Coordinate labeling data:
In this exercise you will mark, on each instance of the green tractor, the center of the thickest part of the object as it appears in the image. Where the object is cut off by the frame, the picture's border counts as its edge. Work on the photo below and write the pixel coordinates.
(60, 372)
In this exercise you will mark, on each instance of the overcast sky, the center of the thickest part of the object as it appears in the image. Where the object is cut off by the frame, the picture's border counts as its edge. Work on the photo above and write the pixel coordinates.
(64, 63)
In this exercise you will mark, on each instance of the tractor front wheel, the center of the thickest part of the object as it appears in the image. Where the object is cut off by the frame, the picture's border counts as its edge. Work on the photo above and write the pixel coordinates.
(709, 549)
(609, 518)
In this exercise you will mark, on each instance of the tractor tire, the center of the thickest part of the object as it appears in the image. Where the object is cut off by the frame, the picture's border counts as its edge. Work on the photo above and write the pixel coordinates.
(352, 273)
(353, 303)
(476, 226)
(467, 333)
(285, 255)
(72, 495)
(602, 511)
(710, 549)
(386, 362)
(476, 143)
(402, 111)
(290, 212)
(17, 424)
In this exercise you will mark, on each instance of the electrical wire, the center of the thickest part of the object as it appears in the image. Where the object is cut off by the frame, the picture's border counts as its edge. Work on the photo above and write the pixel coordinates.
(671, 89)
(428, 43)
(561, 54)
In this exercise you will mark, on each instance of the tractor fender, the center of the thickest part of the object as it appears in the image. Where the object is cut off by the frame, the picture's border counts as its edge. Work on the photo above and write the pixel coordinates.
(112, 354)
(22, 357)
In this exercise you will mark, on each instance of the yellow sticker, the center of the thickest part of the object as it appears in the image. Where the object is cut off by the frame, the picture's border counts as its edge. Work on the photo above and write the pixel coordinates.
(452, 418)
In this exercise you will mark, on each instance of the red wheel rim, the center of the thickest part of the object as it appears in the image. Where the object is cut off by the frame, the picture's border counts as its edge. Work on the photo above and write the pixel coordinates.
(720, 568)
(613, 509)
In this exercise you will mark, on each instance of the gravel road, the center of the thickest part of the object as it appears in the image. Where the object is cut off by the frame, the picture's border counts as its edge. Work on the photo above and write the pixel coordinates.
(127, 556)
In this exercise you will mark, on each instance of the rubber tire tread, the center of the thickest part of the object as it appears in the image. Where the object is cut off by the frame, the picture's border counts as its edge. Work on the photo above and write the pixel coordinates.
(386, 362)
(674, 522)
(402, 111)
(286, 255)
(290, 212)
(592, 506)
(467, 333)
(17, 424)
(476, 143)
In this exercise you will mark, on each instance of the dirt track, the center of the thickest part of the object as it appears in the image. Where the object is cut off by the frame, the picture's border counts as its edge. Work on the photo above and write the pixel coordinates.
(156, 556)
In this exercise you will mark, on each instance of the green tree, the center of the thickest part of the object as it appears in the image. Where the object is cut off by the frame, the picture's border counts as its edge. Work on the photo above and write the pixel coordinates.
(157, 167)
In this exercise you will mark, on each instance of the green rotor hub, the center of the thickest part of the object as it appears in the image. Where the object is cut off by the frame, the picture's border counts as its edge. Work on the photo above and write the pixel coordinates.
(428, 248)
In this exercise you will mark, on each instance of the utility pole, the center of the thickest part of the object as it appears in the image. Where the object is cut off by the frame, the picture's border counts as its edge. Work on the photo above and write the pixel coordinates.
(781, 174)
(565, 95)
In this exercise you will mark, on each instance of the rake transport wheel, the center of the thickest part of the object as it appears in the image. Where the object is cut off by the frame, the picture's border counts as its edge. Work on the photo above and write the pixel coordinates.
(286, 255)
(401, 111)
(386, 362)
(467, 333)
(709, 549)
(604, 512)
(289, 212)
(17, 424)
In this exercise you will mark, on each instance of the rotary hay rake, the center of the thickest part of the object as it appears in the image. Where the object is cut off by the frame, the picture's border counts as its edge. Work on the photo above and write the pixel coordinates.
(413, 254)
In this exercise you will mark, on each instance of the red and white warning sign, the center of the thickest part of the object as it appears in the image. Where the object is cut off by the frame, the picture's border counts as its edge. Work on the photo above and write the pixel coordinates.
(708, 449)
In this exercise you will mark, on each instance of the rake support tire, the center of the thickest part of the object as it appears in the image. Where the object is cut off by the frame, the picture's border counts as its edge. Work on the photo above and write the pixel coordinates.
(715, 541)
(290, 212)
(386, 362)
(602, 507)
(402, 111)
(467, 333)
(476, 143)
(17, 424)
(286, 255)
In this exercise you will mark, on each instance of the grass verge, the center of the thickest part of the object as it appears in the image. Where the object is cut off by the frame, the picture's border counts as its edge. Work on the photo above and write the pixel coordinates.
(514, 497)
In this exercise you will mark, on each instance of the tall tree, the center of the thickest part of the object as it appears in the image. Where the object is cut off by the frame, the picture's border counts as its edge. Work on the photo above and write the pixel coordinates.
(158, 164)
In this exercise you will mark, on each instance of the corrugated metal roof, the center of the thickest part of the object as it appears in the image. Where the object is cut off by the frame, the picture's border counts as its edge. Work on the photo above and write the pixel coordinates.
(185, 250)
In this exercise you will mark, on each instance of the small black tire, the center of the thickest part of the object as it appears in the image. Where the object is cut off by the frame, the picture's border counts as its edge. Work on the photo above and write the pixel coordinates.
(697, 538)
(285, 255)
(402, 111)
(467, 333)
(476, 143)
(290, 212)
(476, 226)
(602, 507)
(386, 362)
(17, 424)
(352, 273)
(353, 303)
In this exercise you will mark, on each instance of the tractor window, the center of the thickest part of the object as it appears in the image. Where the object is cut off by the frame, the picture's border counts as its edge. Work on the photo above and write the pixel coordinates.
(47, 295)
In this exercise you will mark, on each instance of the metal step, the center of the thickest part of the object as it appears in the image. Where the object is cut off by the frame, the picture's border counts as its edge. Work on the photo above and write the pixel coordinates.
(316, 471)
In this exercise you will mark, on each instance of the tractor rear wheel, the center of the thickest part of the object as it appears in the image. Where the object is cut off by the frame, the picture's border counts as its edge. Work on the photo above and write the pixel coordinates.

Work to complete ▸ Copy out the lines starting at the one containing "of the metal" and ending with the last line of the entries. Include nothing else.

Task answer ▸
In this exercise you will mark, on each instance of the metal step, the center of the thickest part of the object as it appears in the image. Where the object is cut off by the frame, the picture's border counts as its edge. Work on the photo above and write the pixel coordinates.
(316, 471)
In this exercise you will mark, on each instance of the tractor rear wheel, the center of the thickest part of the object as it appears in the image. Where the object is cut off by the frame, the picture's border counts as its edge. Work on the photo above and write the pixel coordinates.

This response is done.